### What you have to do
Starting at the top of the entries below, write out each line up to and including the one containing "point(289, 285)". Leave the pictures out.

### Input records

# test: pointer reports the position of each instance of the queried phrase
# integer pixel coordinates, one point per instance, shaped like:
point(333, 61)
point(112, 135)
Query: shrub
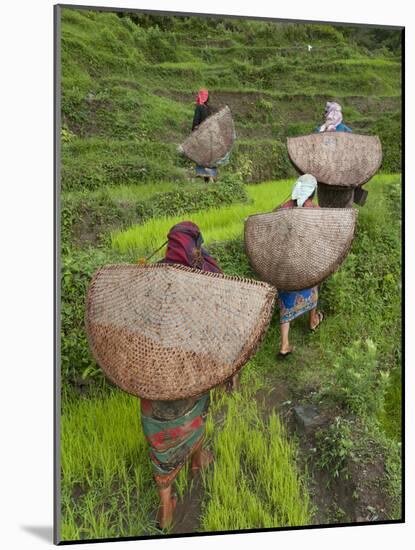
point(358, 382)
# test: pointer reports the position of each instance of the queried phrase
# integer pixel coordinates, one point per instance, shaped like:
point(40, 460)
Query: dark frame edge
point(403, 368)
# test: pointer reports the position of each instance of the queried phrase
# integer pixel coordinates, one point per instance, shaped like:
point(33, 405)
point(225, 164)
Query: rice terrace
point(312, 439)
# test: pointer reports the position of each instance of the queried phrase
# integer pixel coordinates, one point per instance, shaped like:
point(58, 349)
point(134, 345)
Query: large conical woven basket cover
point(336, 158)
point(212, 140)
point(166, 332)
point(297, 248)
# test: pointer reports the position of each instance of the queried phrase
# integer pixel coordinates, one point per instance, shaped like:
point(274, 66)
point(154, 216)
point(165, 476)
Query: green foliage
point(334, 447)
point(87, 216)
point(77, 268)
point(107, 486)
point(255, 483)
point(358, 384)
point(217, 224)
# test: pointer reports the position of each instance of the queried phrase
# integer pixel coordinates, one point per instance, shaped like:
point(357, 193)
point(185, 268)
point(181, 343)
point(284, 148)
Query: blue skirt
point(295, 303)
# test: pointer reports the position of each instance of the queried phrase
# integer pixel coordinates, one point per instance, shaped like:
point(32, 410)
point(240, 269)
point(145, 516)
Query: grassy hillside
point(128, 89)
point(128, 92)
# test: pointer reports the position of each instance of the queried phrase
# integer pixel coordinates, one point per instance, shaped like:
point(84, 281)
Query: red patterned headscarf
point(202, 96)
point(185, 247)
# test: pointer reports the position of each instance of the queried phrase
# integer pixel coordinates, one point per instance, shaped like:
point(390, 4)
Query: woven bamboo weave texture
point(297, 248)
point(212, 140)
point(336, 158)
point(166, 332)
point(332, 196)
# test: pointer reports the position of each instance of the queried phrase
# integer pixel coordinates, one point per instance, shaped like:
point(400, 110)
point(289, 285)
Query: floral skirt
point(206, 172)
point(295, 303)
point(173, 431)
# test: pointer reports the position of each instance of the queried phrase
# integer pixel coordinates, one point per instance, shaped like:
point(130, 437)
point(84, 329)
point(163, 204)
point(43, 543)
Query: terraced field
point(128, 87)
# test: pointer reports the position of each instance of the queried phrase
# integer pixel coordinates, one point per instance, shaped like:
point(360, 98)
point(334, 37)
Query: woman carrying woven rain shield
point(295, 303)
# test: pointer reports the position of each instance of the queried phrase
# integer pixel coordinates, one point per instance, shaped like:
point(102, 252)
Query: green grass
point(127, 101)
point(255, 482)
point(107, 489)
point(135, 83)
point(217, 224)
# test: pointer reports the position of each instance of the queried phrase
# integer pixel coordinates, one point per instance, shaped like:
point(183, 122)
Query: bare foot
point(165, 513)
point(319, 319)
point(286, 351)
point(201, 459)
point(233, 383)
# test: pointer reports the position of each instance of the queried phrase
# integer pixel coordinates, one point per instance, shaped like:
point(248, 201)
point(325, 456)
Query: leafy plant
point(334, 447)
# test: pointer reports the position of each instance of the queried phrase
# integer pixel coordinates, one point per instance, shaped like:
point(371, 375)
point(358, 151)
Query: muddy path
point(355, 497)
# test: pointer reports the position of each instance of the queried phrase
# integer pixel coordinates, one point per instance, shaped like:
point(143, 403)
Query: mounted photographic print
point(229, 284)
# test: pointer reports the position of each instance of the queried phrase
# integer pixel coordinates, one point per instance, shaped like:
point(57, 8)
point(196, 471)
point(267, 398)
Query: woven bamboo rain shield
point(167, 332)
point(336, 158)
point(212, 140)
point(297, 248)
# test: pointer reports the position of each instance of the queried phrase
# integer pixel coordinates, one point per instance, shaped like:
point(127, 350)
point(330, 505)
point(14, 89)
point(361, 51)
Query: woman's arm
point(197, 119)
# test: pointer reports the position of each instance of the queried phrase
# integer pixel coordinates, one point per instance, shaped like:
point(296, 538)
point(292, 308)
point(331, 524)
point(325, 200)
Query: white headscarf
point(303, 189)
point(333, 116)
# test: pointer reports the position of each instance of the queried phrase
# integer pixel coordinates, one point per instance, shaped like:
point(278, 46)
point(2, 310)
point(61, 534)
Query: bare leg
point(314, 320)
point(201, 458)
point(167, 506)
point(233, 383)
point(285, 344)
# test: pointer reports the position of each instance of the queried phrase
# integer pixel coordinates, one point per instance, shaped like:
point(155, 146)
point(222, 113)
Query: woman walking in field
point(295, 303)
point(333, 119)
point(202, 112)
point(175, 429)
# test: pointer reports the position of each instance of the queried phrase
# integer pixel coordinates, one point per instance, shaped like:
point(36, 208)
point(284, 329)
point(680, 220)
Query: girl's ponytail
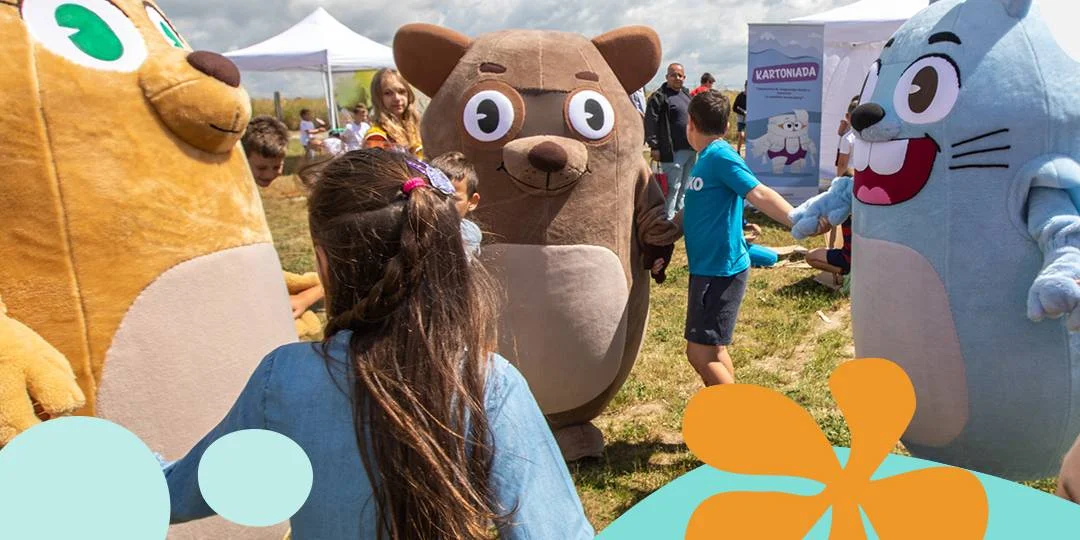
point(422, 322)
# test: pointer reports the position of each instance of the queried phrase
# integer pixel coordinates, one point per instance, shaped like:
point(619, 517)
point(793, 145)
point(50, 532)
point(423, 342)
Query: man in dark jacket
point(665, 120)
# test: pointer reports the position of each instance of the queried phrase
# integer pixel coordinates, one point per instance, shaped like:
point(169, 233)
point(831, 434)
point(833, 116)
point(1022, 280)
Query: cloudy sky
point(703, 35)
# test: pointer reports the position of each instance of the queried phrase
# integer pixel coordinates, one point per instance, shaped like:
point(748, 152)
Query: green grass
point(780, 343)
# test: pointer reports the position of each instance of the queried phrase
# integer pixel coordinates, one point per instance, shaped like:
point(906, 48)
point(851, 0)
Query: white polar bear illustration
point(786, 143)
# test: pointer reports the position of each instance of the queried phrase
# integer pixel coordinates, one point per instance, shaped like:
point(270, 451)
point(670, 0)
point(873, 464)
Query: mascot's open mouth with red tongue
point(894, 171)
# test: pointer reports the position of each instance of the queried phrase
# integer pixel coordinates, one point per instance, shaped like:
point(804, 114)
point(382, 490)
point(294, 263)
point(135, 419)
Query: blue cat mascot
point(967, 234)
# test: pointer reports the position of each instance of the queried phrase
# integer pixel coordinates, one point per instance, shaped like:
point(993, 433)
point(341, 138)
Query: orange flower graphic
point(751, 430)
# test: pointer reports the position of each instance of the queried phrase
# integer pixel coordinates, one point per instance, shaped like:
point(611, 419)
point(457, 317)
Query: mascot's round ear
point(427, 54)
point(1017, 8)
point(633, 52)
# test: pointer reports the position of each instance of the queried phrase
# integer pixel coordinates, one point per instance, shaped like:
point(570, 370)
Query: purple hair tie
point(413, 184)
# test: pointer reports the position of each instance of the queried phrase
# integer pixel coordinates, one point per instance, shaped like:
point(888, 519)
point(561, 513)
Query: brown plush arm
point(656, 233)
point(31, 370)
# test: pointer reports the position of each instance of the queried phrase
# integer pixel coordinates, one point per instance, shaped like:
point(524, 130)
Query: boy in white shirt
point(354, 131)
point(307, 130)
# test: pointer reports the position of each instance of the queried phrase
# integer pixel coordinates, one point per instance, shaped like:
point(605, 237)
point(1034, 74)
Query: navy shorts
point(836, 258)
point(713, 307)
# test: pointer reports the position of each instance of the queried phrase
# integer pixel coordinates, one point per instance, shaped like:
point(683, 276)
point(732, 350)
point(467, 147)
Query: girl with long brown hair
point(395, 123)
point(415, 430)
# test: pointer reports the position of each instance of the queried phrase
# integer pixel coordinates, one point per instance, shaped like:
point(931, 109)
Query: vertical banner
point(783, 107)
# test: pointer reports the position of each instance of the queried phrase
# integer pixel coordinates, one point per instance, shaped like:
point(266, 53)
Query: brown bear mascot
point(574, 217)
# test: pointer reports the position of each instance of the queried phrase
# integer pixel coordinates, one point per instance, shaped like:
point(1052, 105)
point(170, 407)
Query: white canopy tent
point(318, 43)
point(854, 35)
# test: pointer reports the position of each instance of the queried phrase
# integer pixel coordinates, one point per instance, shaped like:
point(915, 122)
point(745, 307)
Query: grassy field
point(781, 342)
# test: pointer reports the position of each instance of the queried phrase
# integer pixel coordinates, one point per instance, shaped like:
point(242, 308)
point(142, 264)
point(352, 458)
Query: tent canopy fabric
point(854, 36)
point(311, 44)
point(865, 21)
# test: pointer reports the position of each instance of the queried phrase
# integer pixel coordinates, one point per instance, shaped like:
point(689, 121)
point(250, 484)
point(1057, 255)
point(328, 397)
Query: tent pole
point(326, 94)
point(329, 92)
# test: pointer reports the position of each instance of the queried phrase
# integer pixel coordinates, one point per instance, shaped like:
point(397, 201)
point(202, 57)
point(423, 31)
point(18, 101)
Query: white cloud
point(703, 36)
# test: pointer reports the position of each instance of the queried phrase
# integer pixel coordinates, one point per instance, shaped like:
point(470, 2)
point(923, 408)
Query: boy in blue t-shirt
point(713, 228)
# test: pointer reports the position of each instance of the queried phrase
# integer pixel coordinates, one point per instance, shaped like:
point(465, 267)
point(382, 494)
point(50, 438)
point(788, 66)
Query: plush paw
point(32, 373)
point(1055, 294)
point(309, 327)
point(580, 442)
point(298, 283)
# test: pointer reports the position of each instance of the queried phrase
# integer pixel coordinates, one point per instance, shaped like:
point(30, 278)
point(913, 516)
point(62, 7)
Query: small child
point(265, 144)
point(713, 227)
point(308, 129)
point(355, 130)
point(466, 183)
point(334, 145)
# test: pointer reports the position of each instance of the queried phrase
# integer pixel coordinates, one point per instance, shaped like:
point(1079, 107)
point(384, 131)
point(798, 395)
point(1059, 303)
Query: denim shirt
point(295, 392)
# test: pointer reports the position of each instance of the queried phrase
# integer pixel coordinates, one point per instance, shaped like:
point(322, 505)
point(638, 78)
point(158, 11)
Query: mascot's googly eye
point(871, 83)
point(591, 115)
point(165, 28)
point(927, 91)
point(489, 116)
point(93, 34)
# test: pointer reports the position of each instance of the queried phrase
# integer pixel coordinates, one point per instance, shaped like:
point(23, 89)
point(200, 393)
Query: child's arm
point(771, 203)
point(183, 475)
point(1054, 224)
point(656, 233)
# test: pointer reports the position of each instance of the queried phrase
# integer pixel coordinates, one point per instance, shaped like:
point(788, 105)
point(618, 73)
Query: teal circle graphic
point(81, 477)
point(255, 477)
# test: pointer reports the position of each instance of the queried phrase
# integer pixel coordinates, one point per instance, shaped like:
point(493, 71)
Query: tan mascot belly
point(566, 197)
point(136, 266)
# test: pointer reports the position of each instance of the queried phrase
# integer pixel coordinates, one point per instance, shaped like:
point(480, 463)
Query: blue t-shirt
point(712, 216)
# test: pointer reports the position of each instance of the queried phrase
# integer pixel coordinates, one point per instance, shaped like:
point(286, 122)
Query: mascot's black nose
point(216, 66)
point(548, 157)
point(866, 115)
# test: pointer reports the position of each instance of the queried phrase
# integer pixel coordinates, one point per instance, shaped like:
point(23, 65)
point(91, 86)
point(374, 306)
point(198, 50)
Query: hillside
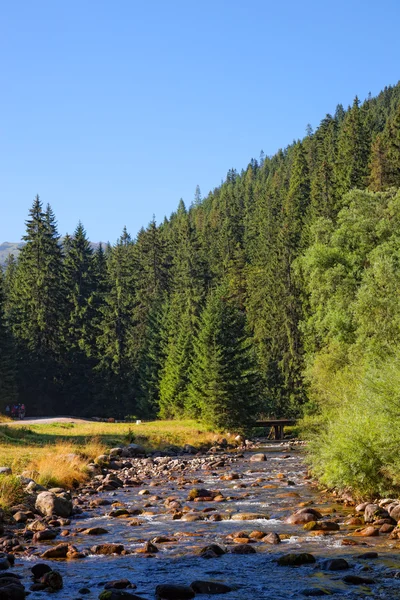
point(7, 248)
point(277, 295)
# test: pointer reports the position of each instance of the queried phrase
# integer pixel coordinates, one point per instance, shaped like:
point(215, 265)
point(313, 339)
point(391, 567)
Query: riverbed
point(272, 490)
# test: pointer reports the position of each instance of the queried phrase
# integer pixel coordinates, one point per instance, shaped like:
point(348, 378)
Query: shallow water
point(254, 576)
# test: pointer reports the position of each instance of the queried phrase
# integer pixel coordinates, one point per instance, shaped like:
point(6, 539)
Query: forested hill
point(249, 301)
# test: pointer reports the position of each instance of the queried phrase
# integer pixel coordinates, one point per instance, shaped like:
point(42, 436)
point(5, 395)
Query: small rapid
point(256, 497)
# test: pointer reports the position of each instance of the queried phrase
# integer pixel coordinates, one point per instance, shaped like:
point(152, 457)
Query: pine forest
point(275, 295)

### Worked solution
# test: pointer reports the position of each instance of the queried phrase
# integer pixel coordinates, one point per instance, shaped like:
point(333, 61)
point(112, 135)
Query: shrub
point(358, 382)
# test: pointer reports the position of each instance of the queried phrase
# integer pixel coordinates, one point per instance, shaped like:
point(40, 460)
Query: dark frame edge
point(403, 368)
# test: pointer reports the position of each instance of the queried phrase
# integer pixel coordinates, one point per instance, shaped like:
point(33, 405)
point(225, 164)
Query: rice terrace
point(312, 439)
# test: pointer reports the position of each instance of the queried phrase
# integer pixel coordinates, one point per instance, shaped like:
point(58, 349)
point(134, 345)
Query: large conical woven basket cover
point(336, 158)
point(212, 140)
point(166, 332)
point(297, 248)
# test: pointer reports the position of each instance of the queried phrase
# integer pixel coordinates, one point per instance, shaped like:
point(274, 66)
point(154, 216)
point(165, 476)
Query: green foliage
point(334, 447)
point(87, 216)
point(77, 268)
point(107, 486)
point(255, 483)
point(358, 384)
point(217, 224)
# test: pointer reports the position of each instance of the queried phrase
# integer pixel coordinates, one point per instance, shaped like:
point(357, 193)
point(185, 268)
point(181, 343)
point(284, 148)
Query: blue skirt
point(295, 303)
# test: pointer reports the position of each instance of the queried phrase
# integer pixel coordinates, one point per instance, shaped like:
point(32, 410)
point(240, 269)
point(145, 516)
Query: grassy hillside
point(128, 89)
point(128, 92)
# test: pointer reports the position of each instance of the queried phrase
# integer pixel coordinates, one point per instance, shaped like:
point(84, 281)
Query: red patterned headscarf
point(202, 96)
point(185, 247)
# test: pointer reports the position of each instance of the queried phrase
# integer pixel coordinates, one point per instance, shaped like:
point(390, 4)
Query: woven bamboo weave texture
point(297, 248)
point(212, 140)
point(336, 158)
point(166, 332)
point(332, 196)
# test: pointer reports the position of each instance of the queried phrase
# integer pixel coordinates, one point per instance, shaped like:
point(400, 110)
point(289, 285)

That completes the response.